Cheney's conceit here is to hang out with the eggheads in groups of two, setting up blind dates between them. One visits another in the lab or in the field, then, after they've picked each other's brains a bit and maybe shared a pint, the second interviewee goes off to meet a third. The third goes to visit a fourth, and so on. Fortuitously, this takes us around the globe, allowing for the occasional beautiful aerial shot of Costa Rican coastline, Nevada's Black Rock Desert, et cetera.

But with so many discussions to drop in on, each with its own stuff to show off — we see the world's most accurate atomic clock here, go spelunking for furry cave-grown slime there, then put on a swimming cap studded with electrodes to try to control robots with nothing but brain waves — each sequence can only hint at what's fascinating about its field. Nearly all these subjects would be fascinating dinner companions, and watching them interact is enjoyable. But one wonders if the experience would be richer as a TV series, with each interaction getting an episode to itself — possibly with a third-wheel host sitting in on all the meetings of strangers, pointing out common themes in their conversations.

_PROMPT_
In the review, what does the dashed aside in the second paragraph say viewers see, explore, or put on? The items after the review are separate material.

_EXTRACTED DATA_
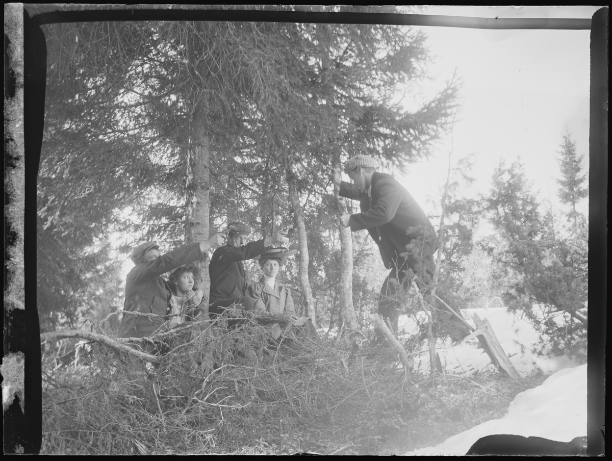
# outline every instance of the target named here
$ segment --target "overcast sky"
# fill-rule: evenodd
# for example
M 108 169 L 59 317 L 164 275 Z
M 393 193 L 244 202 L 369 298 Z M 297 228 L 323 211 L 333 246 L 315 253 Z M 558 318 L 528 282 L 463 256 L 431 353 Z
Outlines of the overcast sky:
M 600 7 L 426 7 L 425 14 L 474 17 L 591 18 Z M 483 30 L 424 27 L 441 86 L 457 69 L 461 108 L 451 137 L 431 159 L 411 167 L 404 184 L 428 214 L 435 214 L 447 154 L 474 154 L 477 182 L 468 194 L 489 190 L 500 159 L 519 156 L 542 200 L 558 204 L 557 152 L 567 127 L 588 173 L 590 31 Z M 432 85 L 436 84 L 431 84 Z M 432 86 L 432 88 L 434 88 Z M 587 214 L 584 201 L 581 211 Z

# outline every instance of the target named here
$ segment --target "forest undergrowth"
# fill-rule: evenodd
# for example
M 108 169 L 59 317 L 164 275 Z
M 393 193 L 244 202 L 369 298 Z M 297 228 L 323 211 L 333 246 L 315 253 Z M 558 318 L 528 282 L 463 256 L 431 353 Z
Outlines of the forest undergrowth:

_ANSWER FOR THE TASK_
- the world's most accurate atomic clock
- furry cave-grown slime, which viewers go spelunking for
- a swimming cap studded with electrodes, used to try to control robots with nothing but brain waves